● **Action item**
Can the data below be set down again exactly, line for line?

● **Data**

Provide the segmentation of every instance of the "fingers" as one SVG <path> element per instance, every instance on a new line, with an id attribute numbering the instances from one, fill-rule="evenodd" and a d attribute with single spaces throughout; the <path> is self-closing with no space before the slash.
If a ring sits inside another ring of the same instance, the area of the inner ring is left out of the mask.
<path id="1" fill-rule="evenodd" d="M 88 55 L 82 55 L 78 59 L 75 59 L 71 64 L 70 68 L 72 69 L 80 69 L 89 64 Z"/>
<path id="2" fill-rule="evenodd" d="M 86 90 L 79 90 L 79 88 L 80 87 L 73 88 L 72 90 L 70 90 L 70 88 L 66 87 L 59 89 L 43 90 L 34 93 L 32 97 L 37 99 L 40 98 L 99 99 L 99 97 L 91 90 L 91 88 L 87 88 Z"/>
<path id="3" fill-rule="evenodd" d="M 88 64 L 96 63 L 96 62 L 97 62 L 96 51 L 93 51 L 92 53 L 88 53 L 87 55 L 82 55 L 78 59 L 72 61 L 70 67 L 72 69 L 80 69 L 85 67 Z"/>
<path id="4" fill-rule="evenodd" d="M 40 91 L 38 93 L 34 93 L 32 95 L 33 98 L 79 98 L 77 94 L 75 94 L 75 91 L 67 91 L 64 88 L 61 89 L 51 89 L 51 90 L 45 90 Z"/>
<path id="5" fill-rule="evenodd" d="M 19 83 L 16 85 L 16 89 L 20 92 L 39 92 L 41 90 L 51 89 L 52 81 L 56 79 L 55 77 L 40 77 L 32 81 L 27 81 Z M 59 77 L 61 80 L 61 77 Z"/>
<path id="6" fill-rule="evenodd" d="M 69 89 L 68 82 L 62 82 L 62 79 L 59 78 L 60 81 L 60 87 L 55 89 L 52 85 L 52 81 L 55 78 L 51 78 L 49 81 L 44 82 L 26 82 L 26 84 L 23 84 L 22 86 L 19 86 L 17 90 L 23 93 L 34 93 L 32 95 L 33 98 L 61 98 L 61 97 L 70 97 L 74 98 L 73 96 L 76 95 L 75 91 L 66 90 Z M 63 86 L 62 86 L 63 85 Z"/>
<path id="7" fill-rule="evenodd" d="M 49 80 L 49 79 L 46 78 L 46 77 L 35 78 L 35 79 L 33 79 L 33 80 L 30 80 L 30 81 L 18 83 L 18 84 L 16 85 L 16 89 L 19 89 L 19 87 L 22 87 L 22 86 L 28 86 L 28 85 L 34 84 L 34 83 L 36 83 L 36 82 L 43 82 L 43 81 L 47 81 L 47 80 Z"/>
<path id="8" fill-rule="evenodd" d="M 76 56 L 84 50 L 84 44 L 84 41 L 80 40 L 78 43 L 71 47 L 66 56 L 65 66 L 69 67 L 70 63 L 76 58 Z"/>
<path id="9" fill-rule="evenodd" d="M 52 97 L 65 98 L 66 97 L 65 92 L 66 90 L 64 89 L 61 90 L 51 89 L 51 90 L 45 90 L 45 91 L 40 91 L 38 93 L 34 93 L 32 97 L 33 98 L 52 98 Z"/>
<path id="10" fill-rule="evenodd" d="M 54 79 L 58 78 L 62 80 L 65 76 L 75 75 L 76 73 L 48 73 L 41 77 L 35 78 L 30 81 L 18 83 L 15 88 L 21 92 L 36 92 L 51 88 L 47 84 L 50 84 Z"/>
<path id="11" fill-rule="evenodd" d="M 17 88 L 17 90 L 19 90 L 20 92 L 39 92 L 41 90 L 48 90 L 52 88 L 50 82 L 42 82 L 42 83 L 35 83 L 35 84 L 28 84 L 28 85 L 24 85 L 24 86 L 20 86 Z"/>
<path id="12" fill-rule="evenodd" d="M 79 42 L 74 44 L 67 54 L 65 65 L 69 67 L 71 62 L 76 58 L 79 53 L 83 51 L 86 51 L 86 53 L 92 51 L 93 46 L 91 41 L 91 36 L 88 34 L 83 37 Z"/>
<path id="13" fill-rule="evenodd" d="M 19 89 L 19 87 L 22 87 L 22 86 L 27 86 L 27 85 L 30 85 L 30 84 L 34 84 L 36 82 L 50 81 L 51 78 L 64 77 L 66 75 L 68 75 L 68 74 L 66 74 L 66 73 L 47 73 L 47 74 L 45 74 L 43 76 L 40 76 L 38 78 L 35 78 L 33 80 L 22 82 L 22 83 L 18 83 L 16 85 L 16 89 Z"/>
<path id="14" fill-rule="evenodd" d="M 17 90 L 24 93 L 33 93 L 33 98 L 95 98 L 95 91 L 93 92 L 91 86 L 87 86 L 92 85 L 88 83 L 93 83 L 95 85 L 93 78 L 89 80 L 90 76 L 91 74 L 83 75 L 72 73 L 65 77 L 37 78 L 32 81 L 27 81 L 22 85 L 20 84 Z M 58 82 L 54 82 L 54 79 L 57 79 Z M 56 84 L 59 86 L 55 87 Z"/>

● **Reply to the task**
Provide the segmentation of every instance of the "fingers" as one SVG <path> element per instance, every instance on a new line, with an id attribute numbering the instances from one, fill-rule="evenodd" and a d attribute with single spaces throughout; the <path> is self-closing with no space before the slash.
If a ring sits inside another ring of the same instance, the area of the inner ring is left out of the mask.
<path id="1" fill-rule="evenodd" d="M 88 55 L 82 55 L 78 59 L 75 59 L 71 64 L 70 68 L 72 69 L 80 69 L 89 64 Z"/>
<path id="2" fill-rule="evenodd" d="M 86 90 L 79 90 L 79 88 L 80 87 L 73 88 L 72 90 L 70 90 L 70 88 L 66 87 L 59 89 L 43 90 L 34 93 L 32 97 L 37 99 L 40 98 L 99 99 L 99 97 L 91 90 L 91 88 L 87 88 Z"/>
<path id="3" fill-rule="evenodd" d="M 88 64 L 96 63 L 96 62 L 97 62 L 96 51 L 93 51 L 92 53 L 88 53 L 87 55 L 82 55 L 78 59 L 72 61 L 70 67 L 72 69 L 80 69 L 85 67 Z"/>
<path id="4" fill-rule="evenodd" d="M 40 91 L 38 93 L 34 93 L 32 95 L 33 98 L 79 98 L 77 94 L 75 94 L 75 91 L 67 91 L 64 88 L 61 89 L 51 89 L 51 90 L 45 90 Z"/>
<path id="5" fill-rule="evenodd" d="M 19 83 L 16 85 L 16 89 L 20 92 L 39 92 L 41 90 L 51 89 L 52 81 L 56 79 L 55 77 L 40 77 L 32 81 L 27 81 Z M 59 77 L 61 80 L 61 77 Z"/>
<path id="6" fill-rule="evenodd" d="M 69 89 L 68 82 L 62 82 L 62 79 L 59 78 L 60 81 L 60 87 L 55 89 L 52 85 L 52 81 L 55 78 L 51 78 L 49 81 L 44 82 L 26 82 L 26 84 L 23 84 L 22 86 L 19 86 L 17 90 L 23 93 L 34 93 L 32 95 L 33 98 L 61 98 L 61 97 L 70 97 L 74 98 L 73 96 L 76 95 L 75 91 L 66 90 Z M 63 86 L 62 86 L 63 85 Z"/>
<path id="7" fill-rule="evenodd" d="M 49 80 L 49 79 L 46 78 L 46 77 L 35 78 L 35 79 L 33 79 L 33 80 L 30 80 L 30 81 L 18 83 L 18 84 L 16 85 L 16 89 L 19 89 L 19 87 L 22 87 L 22 86 L 28 86 L 28 85 L 34 84 L 34 83 L 36 83 L 36 82 L 43 82 L 43 81 L 47 81 L 47 80 Z"/>
<path id="8" fill-rule="evenodd" d="M 76 56 L 84 50 L 84 44 L 84 41 L 80 40 L 78 43 L 71 47 L 66 56 L 65 66 L 69 67 L 70 63 L 76 58 Z"/>
<path id="9" fill-rule="evenodd" d="M 52 97 L 65 98 L 66 97 L 65 92 L 66 90 L 64 89 L 61 90 L 51 89 L 51 90 L 45 90 L 45 91 L 40 91 L 38 93 L 34 93 L 32 97 L 33 98 L 52 98 Z"/>
<path id="10" fill-rule="evenodd" d="M 54 79 L 58 78 L 62 80 L 65 76 L 75 75 L 76 73 L 48 73 L 41 77 L 35 78 L 30 81 L 18 83 L 15 88 L 21 92 L 36 92 L 51 88 L 47 84 L 50 84 Z"/>
<path id="11" fill-rule="evenodd" d="M 17 88 L 17 90 L 19 90 L 20 92 L 39 92 L 41 90 L 48 90 L 52 88 L 50 82 L 42 82 L 42 83 L 35 83 L 35 84 L 28 84 L 28 85 L 24 85 L 24 86 L 20 86 Z"/>
<path id="12" fill-rule="evenodd" d="M 79 42 L 74 44 L 67 54 L 65 65 L 69 67 L 71 62 L 76 58 L 79 53 L 83 51 L 86 51 L 86 53 L 92 51 L 93 46 L 91 41 L 91 36 L 88 34 L 83 37 Z"/>
<path id="13" fill-rule="evenodd" d="M 19 89 L 19 87 L 22 87 L 22 86 L 27 86 L 27 85 L 30 85 L 30 84 L 34 84 L 36 82 L 50 81 L 51 78 L 64 77 L 66 75 L 68 75 L 68 74 L 66 74 L 66 73 L 47 73 L 47 74 L 45 74 L 43 76 L 40 76 L 38 78 L 35 78 L 33 80 L 22 82 L 22 83 L 18 83 L 16 85 L 16 89 Z"/>
<path id="14" fill-rule="evenodd" d="M 17 90 L 24 93 L 33 93 L 33 98 L 95 98 L 95 91 L 93 92 L 91 86 L 87 86 L 92 85 L 88 83 L 93 83 L 95 85 L 93 78 L 89 80 L 90 76 L 91 74 L 83 75 L 72 73 L 65 77 L 37 78 L 32 81 L 27 81 L 22 85 L 20 84 Z M 58 82 L 54 82 L 54 79 L 57 79 Z M 56 84 L 59 86 L 55 87 Z"/>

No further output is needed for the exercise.